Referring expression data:
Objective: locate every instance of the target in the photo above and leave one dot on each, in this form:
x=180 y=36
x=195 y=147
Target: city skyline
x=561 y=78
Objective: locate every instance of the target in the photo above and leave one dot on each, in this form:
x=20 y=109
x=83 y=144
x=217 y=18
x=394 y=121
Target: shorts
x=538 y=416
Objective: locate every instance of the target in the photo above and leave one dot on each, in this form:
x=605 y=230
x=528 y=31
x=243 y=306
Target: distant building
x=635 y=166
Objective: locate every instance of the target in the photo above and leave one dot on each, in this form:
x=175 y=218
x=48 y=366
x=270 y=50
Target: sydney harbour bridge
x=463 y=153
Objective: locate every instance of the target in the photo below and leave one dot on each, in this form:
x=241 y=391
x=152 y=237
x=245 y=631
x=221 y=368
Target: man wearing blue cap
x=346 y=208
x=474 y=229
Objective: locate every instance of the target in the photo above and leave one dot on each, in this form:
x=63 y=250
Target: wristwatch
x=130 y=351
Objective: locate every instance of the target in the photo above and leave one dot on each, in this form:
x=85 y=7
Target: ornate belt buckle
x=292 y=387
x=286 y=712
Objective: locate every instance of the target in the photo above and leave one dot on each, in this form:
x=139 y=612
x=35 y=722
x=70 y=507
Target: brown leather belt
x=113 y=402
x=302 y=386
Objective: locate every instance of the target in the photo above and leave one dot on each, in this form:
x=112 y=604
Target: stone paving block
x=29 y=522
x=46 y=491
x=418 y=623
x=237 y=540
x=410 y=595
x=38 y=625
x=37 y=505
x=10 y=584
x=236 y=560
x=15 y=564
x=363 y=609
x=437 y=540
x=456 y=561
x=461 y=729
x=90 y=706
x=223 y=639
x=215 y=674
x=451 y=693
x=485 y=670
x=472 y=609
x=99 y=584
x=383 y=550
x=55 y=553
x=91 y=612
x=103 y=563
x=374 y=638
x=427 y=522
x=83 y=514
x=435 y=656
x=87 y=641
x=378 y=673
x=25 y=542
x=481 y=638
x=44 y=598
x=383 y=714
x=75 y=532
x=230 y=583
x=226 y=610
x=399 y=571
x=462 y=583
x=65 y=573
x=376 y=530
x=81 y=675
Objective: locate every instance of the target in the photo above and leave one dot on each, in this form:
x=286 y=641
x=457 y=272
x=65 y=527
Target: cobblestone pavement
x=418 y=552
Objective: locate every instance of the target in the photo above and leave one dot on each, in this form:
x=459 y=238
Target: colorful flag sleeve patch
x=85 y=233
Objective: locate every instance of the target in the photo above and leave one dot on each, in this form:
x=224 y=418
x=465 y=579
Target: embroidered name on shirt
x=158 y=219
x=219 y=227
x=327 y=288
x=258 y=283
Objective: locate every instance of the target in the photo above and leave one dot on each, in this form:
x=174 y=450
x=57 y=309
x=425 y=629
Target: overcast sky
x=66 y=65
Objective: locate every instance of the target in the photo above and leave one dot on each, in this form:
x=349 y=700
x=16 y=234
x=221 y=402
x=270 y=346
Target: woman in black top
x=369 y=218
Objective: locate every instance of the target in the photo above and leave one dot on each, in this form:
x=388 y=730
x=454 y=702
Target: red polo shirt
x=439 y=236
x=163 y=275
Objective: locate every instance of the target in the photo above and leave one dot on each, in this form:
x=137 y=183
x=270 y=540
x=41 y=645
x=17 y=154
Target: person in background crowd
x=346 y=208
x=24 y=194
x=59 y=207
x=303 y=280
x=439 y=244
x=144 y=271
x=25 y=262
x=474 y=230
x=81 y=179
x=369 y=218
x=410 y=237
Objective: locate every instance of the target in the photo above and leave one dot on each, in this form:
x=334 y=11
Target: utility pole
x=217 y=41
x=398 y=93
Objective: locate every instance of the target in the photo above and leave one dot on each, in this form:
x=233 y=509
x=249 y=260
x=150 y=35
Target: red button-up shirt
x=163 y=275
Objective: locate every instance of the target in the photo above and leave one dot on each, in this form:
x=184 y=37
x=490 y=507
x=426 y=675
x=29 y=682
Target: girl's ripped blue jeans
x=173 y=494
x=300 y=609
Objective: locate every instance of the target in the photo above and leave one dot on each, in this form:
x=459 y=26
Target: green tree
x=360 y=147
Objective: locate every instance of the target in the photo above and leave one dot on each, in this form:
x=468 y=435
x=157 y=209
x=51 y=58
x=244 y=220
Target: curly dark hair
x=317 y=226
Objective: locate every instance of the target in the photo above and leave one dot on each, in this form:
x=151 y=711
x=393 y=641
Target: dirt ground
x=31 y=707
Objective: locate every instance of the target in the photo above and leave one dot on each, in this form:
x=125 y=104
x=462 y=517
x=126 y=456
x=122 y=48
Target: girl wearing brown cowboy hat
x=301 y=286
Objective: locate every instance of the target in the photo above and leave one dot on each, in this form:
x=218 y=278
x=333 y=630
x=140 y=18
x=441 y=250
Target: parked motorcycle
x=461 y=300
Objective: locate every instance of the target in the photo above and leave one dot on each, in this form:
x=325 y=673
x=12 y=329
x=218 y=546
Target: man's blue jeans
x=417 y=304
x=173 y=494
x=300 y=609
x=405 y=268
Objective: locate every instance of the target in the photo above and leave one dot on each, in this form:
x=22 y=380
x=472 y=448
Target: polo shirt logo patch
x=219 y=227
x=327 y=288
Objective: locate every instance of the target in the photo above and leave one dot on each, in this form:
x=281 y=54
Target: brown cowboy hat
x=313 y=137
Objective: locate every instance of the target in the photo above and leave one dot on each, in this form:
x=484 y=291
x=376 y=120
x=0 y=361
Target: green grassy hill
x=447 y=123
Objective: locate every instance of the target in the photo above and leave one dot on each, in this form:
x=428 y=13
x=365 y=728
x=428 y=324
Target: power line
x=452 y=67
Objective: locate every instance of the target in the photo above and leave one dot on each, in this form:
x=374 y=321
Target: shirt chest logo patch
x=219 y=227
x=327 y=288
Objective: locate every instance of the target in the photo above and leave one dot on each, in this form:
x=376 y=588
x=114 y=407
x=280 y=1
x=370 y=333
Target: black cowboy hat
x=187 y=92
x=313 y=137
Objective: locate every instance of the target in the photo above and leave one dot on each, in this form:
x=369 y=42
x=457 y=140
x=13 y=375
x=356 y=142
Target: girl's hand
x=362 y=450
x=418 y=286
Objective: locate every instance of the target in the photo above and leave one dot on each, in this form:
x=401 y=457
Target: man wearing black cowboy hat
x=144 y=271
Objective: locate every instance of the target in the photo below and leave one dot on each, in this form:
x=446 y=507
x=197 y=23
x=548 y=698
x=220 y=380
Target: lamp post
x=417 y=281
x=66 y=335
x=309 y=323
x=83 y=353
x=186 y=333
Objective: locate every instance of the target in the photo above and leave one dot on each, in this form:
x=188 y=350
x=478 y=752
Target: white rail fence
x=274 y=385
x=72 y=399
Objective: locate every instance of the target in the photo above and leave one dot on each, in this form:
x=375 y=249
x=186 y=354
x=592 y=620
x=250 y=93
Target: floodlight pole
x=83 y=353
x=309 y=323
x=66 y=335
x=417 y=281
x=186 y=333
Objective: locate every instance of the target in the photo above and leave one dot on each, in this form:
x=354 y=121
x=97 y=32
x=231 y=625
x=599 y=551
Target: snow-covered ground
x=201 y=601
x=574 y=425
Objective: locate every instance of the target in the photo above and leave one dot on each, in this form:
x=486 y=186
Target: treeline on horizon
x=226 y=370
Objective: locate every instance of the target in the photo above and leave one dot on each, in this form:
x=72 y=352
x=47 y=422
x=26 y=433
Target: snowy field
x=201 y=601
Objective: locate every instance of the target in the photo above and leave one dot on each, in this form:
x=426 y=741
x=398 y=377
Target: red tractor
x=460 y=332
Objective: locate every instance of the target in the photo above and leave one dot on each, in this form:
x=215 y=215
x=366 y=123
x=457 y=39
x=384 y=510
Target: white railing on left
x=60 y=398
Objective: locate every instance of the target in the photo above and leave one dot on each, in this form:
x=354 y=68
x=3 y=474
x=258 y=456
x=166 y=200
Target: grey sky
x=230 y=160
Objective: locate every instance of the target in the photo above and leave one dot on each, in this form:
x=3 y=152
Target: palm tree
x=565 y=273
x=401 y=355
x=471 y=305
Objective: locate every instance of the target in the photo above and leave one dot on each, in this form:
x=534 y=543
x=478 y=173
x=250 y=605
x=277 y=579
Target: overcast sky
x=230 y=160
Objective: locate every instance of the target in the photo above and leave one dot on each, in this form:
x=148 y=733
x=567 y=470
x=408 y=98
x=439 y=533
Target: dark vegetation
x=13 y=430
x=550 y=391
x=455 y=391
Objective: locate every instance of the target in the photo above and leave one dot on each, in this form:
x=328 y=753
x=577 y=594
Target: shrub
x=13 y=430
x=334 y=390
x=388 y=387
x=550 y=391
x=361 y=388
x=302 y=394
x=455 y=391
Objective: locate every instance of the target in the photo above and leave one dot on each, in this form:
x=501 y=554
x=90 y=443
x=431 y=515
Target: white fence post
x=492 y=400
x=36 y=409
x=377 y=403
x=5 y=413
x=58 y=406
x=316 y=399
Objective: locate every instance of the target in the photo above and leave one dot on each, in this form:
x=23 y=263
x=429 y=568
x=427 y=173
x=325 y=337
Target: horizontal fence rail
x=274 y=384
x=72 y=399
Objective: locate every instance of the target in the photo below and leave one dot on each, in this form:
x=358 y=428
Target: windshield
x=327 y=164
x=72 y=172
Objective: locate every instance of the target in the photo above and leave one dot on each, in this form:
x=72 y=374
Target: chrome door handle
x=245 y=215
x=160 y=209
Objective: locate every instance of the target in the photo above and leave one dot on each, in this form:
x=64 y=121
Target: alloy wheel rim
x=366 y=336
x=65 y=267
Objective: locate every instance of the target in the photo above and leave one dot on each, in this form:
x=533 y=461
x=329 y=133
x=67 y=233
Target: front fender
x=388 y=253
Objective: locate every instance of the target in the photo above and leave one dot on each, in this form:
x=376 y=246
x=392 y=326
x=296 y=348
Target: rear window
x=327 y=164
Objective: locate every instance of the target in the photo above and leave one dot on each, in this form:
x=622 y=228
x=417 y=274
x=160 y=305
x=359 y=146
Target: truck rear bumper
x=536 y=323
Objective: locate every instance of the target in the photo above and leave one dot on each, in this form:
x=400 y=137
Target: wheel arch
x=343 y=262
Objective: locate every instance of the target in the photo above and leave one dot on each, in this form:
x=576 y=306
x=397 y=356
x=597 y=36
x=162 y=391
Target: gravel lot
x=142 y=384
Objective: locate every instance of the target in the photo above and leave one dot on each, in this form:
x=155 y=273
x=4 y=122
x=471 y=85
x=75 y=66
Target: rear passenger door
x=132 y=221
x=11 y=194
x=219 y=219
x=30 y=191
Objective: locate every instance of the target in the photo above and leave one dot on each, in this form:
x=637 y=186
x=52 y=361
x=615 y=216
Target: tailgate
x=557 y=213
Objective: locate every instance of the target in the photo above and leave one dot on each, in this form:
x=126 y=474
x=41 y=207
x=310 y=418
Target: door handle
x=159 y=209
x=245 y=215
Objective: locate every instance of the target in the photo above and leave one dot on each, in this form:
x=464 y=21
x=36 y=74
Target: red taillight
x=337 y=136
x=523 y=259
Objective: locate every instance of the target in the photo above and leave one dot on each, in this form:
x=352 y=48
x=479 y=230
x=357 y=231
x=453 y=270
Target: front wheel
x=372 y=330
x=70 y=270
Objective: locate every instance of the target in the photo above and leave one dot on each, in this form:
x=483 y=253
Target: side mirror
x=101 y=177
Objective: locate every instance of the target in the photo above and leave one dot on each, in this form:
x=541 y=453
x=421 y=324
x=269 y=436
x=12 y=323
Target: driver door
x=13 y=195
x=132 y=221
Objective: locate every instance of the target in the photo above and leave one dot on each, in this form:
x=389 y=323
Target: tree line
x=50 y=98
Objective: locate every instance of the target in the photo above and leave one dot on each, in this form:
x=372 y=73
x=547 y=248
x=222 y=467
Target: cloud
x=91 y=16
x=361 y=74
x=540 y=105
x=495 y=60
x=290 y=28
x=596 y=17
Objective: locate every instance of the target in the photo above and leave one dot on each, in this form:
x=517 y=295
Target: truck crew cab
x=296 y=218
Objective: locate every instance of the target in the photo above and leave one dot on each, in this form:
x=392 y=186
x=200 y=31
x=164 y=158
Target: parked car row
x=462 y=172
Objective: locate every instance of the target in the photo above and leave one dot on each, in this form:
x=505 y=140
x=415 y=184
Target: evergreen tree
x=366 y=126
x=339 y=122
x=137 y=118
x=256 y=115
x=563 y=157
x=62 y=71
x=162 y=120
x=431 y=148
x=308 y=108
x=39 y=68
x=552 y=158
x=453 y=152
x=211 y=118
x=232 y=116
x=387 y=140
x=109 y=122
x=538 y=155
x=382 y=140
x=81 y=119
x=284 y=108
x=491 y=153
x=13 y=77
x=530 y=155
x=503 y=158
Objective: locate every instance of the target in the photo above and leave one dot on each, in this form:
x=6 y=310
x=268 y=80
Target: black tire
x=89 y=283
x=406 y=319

* _WORK TO BE COMPLETED_:
Set down only the lines above that fall between the line holding "x=249 y=260" and the line holding "x=468 y=435", inclusive, keeping each exact.

* _EXERCISE RESPONSE_:
x=249 y=260
x=150 y=35
Target: red button-up shirt
x=163 y=275
Objective: locate every instance of the target in the photo above and leave one dot on each, in this form:
x=184 y=37
x=490 y=507
x=426 y=675
x=29 y=682
Target: girl's ripped blue jeans
x=173 y=494
x=300 y=609
Objective: locate every instance of the target in the photo above and leave one dot on each, in this form:
x=459 y=26
Target: green tree
x=360 y=147
Objective: locate every instance of the target in the photo above and leave one dot on each, in this form:
x=468 y=435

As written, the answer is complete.